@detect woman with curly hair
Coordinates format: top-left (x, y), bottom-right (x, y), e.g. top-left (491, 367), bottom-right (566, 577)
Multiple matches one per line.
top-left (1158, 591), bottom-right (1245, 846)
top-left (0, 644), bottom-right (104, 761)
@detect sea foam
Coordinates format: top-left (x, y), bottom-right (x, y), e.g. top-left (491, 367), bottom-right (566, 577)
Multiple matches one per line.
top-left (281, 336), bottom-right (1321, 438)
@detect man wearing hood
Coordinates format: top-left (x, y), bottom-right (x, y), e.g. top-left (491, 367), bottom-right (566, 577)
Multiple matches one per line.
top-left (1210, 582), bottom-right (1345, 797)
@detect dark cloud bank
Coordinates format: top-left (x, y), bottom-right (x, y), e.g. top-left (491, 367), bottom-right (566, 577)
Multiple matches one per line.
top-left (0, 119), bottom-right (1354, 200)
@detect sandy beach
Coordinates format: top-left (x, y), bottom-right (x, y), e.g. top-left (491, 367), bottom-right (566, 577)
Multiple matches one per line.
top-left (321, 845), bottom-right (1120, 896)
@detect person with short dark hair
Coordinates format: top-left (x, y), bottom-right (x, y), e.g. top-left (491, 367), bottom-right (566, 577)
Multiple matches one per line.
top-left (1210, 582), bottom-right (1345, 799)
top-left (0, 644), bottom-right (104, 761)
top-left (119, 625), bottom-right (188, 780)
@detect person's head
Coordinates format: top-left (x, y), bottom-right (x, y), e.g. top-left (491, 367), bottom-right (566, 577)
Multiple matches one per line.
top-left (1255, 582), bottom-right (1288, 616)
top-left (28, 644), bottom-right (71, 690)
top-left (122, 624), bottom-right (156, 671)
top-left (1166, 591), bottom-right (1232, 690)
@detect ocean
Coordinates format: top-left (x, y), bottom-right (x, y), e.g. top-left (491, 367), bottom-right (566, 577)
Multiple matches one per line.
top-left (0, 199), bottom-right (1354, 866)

━━━━━━━━━━━━━━━━

How many lines in the material above contain the string "hair"? Reply with the number alone.

THE RESULT
2